# Exercise details:
Down to the last line, copy the records below without any change.
**** Data for analysis ****
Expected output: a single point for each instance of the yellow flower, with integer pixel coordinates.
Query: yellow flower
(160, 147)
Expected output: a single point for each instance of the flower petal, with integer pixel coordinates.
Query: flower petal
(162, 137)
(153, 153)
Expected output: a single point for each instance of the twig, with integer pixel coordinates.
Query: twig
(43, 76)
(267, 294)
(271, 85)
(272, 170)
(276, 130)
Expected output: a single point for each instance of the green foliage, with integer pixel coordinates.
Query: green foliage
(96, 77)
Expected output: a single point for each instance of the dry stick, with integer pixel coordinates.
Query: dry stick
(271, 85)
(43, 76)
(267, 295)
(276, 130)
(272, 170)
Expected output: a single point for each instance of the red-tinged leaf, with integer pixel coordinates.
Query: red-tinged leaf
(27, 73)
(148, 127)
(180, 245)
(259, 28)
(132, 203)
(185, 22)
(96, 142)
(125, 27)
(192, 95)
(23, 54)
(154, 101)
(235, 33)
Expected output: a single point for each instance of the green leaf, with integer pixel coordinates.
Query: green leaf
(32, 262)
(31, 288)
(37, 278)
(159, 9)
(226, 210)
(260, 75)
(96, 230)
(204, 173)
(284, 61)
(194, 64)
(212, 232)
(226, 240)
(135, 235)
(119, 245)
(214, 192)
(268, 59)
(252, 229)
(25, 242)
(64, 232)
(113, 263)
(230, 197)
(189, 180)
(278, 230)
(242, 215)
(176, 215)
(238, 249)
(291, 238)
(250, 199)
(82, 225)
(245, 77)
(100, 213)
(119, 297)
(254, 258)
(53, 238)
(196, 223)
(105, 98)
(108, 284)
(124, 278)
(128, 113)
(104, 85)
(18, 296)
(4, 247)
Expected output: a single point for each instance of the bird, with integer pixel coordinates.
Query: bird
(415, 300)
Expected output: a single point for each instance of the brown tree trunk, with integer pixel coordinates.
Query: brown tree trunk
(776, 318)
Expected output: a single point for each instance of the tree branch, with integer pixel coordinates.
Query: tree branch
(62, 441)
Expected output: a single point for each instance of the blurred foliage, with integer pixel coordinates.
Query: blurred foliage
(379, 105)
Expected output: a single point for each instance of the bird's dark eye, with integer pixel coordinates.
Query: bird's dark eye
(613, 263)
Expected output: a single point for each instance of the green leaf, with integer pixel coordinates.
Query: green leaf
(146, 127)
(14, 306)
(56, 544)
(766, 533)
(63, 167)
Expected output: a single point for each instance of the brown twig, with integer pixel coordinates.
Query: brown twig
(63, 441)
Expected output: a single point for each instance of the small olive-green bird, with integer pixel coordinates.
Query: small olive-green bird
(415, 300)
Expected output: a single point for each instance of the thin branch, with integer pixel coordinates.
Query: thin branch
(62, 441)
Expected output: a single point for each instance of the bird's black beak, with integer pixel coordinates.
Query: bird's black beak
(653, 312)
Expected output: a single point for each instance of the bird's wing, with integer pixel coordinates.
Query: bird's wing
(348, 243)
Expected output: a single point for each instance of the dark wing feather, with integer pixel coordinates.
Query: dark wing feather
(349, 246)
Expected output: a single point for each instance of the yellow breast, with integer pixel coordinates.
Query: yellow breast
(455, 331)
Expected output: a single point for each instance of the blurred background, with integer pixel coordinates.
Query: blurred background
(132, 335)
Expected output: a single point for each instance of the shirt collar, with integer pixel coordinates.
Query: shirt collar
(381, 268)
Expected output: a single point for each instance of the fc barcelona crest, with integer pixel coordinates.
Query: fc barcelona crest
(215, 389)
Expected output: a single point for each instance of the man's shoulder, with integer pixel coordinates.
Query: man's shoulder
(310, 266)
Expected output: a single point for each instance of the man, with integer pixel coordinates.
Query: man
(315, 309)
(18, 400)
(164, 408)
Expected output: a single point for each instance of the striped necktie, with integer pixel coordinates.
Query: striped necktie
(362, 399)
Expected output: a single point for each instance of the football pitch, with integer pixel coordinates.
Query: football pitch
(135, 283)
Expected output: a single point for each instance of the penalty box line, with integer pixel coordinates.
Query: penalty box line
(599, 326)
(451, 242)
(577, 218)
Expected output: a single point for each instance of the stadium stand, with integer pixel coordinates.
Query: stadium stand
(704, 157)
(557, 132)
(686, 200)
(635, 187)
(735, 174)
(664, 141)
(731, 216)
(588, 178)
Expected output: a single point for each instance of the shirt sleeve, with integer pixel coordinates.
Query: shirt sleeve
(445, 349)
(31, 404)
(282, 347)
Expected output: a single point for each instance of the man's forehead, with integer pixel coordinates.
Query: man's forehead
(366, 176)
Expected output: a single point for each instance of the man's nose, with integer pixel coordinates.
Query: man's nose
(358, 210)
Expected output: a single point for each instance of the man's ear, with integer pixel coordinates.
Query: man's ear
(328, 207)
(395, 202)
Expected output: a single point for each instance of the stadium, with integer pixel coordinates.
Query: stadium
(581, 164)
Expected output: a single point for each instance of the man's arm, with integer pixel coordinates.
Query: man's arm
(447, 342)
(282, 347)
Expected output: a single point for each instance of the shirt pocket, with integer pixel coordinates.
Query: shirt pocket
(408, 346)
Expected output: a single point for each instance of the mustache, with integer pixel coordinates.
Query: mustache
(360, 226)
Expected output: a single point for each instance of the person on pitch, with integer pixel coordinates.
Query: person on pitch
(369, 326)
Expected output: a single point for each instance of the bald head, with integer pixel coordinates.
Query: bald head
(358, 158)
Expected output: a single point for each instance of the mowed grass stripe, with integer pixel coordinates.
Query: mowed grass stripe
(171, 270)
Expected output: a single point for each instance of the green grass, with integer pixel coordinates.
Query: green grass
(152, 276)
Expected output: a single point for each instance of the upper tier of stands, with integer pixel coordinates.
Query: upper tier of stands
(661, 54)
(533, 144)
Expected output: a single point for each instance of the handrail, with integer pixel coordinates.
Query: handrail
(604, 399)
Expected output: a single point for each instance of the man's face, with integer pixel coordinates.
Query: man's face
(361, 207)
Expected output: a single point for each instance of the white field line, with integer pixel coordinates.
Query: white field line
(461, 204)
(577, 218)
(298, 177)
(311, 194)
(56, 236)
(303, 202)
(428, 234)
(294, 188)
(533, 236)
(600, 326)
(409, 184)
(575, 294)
****
# Problem solution:
Expected output: a single point for each instance of the yellow flower, with integer pixel coordinates.
Query: yellow flower
(160, 147)
Expected output: a single point for each instance of the flower petal, with integer pixel coordinates.
Query: flower petal
(162, 137)
(153, 153)
Expected output: a single point for each instance of the twig, with integer pixel coordinates.
Query: twig
(43, 76)
(267, 294)
(271, 85)
(272, 170)
(276, 130)
Expected output: a single point for each instance of the green foliage, with integer pixel coordinates.
Query: green foliage
(96, 77)
Expected output: a single point for each instance of the dry stick, with integer pixel coordinates.
Query: dry stick
(271, 85)
(43, 76)
(267, 295)
(276, 130)
(272, 170)
Expected output: a single point for each instance of the red-tinged leaf, with integer pixel coordinates.
Query: red-tinged leaf
(27, 73)
(148, 127)
(180, 245)
(259, 28)
(132, 203)
(185, 22)
(96, 142)
(125, 27)
(192, 95)
(23, 54)
(154, 101)
(235, 33)
Expected output: a single point for each instance of the green leaf, with integer pixel coordinates.
Query: green leaf
(32, 262)
(31, 288)
(37, 278)
(159, 9)
(226, 210)
(260, 75)
(96, 230)
(204, 173)
(284, 61)
(194, 64)
(212, 232)
(226, 240)
(135, 235)
(119, 245)
(214, 192)
(268, 59)
(252, 229)
(25, 242)
(64, 232)
(113, 263)
(230, 197)
(189, 180)
(278, 230)
(242, 215)
(176, 215)
(238, 249)
(291, 238)
(250, 199)
(82, 225)
(245, 77)
(100, 213)
(119, 297)
(254, 258)
(53, 238)
(196, 223)
(105, 98)
(108, 284)
(124, 278)
(128, 113)
(104, 85)
(18, 296)
(4, 247)
Expected output: a single point for each instance of the bird, with integer pixel coordinates.
Query: bird
(415, 300)
Expected output: a single point for each instance of the brown tree trunk, with integer pixel coordinates.
Query: brown tree trunk
(776, 318)
Expected output: a single point for each instance of the tree branch, with integer pixel coordinates.
Query: tree branch
(62, 441)
Expected output: a single point for each instance of the blurred foliage, with integer pixel coordinates.
Query: blurred foliage
(379, 105)
Expected output: a single point for each instance of the bird's dark eye, with integer pixel coordinates.
Query: bird's dark eye
(613, 263)
Expected output: a single point for each instance of the green leaf, with integer pixel coordinates.
Query: green leaf
(146, 127)
(14, 306)
(56, 544)
(766, 533)
(63, 167)
Expected output: a single point for each instance of the brown twig, with integer pixel coordinates.
Query: brown twig
(63, 441)
Expected output: a single point for each instance of the small olive-green bird, with integer pixel coordinates.
Query: small olive-green bird
(415, 300)
Expected output: a single point for each instance of the thin branch, with integer pixel coordinates.
Query: thin branch
(62, 441)
Expected output: a single point for each instance of the bird's black beak, with integer pixel coordinates.
Query: bird's black beak
(653, 312)
Expected output: a single point for each instance of the bird's wing, with integer pixel coordinates.
Query: bird's wing
(348, 243)
Expected output: a single point for each instance of the dark wing feather, with integer pixel coordinates.
Query: dark wing feather
(349, 246)
Expected output: a single point for each instance of the yellow breast, with integer pixel coordinates.
Query: yellow breast
(455, 331)
Expected output: a single point for each instance of the blurred background, with integer pixel coordinates.
Query: blurred background
(132, 335)
Expected output: a single point for each instance of the shirt collar, with integer pixel coordinates.
Query: shirt collar
(381, 268)
Expected output: a single point for each instance of the fc barcelona crest, with integer pixel coordinates.
Query: fc barcelona crest
(215, 389)
Expected output: a single point for each instance of the man's shoulder, with integer pixel coordinates.
Query: man's shoulder
(310, 266)
Expected output: a single point for each instance of the man, with integer pixel coordinates.
Query: man
(315, 309)
(18, 400)
(164, 408)
Expected output: a single point for each instance of the striped necktie, with integer pixel coordinates.
Query: striped necktie
(362, 399)
Expected output: a single point for each instance of the football pitch, with integer pixel coordinates.
Query: football pitch
(135, 283)
Expected output: a single point for each instance of the penalty box line, with integer pixel coordinates.
Query: penalty box line
(599, 326)
(451, 242)
(577, 218)
Expected output: a single point for each instance of the stadium stand, with integer pixel coordinates.
Query: stadium stand
(704, 157)
(557, 132)
(686, 200)
(635, 187)
(735, 174)
(664, 141)
(731, 216)
(588, 178)
Expected output: a single point for each instance of the shirt sleeve, with integer pixel coordinates.
Query: shirt sleeve
(445, 349)
(31, 404)
(282, 347)
Expected output: a single point for each instance of the man's forehead, with integer pixel coordinates.
Query: man's forehead
(366, 176)
Expected output: a single point for each instance of the man's nose, with integer pixel coordinates.
Query: man's nose
(358, 210)
Expected output: a single point for each instance of the man's ear, with integer pixel coordinates.
Query: man's ear
(328, 207)
(395, 202)
Expected output: a single point for each instance of the stadium, with integer pixel coordinates.
Query: stadium
(581, 164)
Expected output: a single point for each instance of the man's arm, with integer pixel coordinates.
Query: man's arm
(447, 342)
(282, 347)
Expected output: a single point for each instance of the shirt pocket, with integer pixel coordinates.
Query: shirt pocket
(408, 346)
Expected output: a single point for each instance of the mustache, with integer pixel coordinates.
Query: mustache
(360, 226)
Expected output: a single point for each instance of the person on pitch, with integer pixel coordinates.
Query: person on pitch
(369, 326)
Expected output: a single point for each instance of the bald head, with integer pixel coordinates.
Query: bald head
(358, 158)
Expected output: a single point for each instance of the mowed grass stripe, with integer pixel coordinates.
Query: mowed grass stripe
(171, 270)
Expected output: a single point for each instance of the green grass, with integer pixel coordinates.
Query: green grass
(152, 276)
Expected output: a single point for each instance of the upper tier of stands, with integer pixel coordinates.
Query: upper tier of stands
(661, 54)
(533, 144)
Expected output: a single point for each instance of the handrail, with integer pixel coordinates.
Query: handrail
(604, 399)
Expected output: a single point for each instance of the man's face, with integer pixel coordinates.
Query: man's face
(361, 207)
Expected output: a single point for each instance of the white field line, with integer pixel coordinates.
Query: white field line
(461, 204)
(577, 218)
(298, 177)
(311, 194)
(56, 236)
(303, 202)
(428, 234)
(294, 188)
(533, 236)
(600, 326)
(409, 184)
(575, 294)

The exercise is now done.